-- Passage provided follows --
- Theatrical poster for Tokyo Tower: Mom and Me, and Sometimes Dad (2007)
- Directed by: Joji Matsuoka
- Written by: Lily Franky (novel) Suzuki Matsuo (screenplay)
- Produced by: Kanji Miura Genichi Miwa
- Starring: Jō Odagiri; Kirin Kiki; Yayako Uchida;
- Cinematography: Norimichi Kasamatsu
- Edited by: Shinichi Fushima
- Music by: Tadashi Ueda
- Distributed by: Shochiku
- Release date: April 14, 2007 (Japan);
- Running time: 142 minutes
- Country: Japan
- Language: Japanese
- Box office: $16,227,662

= Tokyo Tower: Mom and Me, and Sometimes Dad =

Tokyo Tower: Mom and Me, and Sometimes Dad (東京タワー 〜オカンとボクと、時々、オトン〜, Tōkyō tawaa ~ okan to boku to, tokidoki, oton ~) is a 2007 Japanese drama film directed by Joji Matsuoka. The film is adapted from the best selling autobiography of Lily Franky, a Japanese novelist, actor, illustrator, designer, musician and photographer. The young Eiko is played by Yayako Uchida, the daughter of actress Kirin Kiki who plays Eiko as an old woman. The film was chosen as the Best Film of 2008 at the Japan Academy Prize ceremony.

==Plot==
A young man who has inherited the irresponsible character of his father must care for his cancer-stricken mother when she moves in with him in Tokyo. Her wise and responsible nature causes him to reorganize his life.

==Cast==
- Jō Odagiri: Masaya
- Kirin Kiki: Eiko
- Yayako Uchida: Eiko - young
- Takako Matsu: Mizue
- Seiji Rokkaku: Editor-in-chief
- Kaoru Kobayashi: Oton

Others include : Akira Emoto, Itsuji Itao, Ayumi Ito, Ryo Katsuji, Kyōko Koizumi, Hitomi Kurihara, Miyuki Matsuda, Ken Mitsuishi, Aoi Miyazaki, Noriko Sengoku, Tomorowo Taguchi, Rena Takeshita, Tetsushi Tanaka, Susumu Terajima, ...

==Reception==
The film won five awards at the 2008 Japan Academy Prizes: Best Film, Best Director, Screenplay of the Year, Best Actress in a Leading Role and Best Actor in a Supporting Role. It also receive nominations for Best Actor in a Leading Role, Best Actress in a Supporting Role and Rookie of the Year. It was also nominated for Best Actor, Best Actress and Best Supporting Actor at the 2nd Asian Film Awards.

==Location==
Much of the movie's Kokura segments were filmed in Uguisuzawa, Miyagi's Hosokura mine district.
-- Passage provided concluded --
-- Data section follows --
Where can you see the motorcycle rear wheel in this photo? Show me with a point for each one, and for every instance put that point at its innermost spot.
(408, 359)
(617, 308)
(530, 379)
-- Data section concluded --
[Work item A]:
In the article on Tokyo Tower, how many awards did the film win at the 2008 Japan Academy Prizes?
[Work item B]:
Using the article on Tokyo Tower, explain why the young man in the plot reorganizes his life.
[Work item C]:
Please copy the part of the article on Tokyo Tower starting at "Others include : Akira" and ending at "Hosokura mine district.".

[Response A]:
Five

[Response B]:
He has inherited his father's irresponsible character. When his cancer-stricken mother moves in with him in Tokyo, her wise and responsible nature causes him to reorganize his life.

[Response C]:
Others include : Akira Emoto, Itsuji Itao, Ayumi Ito, Ryo Katsuji, Kyōko Koizumi, Hitomi Kurihara, Miyuki Matsuda, Ken Mitsuishi, Aoi Miyazaki, Noriko Sengoku, Tomorowo Taguchi, Rena Takeshita, Tetsushi Tanaka, Susumu Terajima, ...

==Reception==
The film won five awards at the 2008 Japan Academy Prizes: Best Film, Best Director, Screenplay of the Year, Best Actress in a Leading Role and Best Actor in a Supporting Role. It also receive nominations for Best Actor in a Leading Role, Best Actress in a Supporting Role and Rookie of the Year. It was also nominated for Best Actor, Best Actress and Best Supporting Actor at the 2nd Asian Film Awards.

==Location==
Much of the movie's Kokura segments were filmed in Uguisuzawa, Miyagi's Hosokura mine district.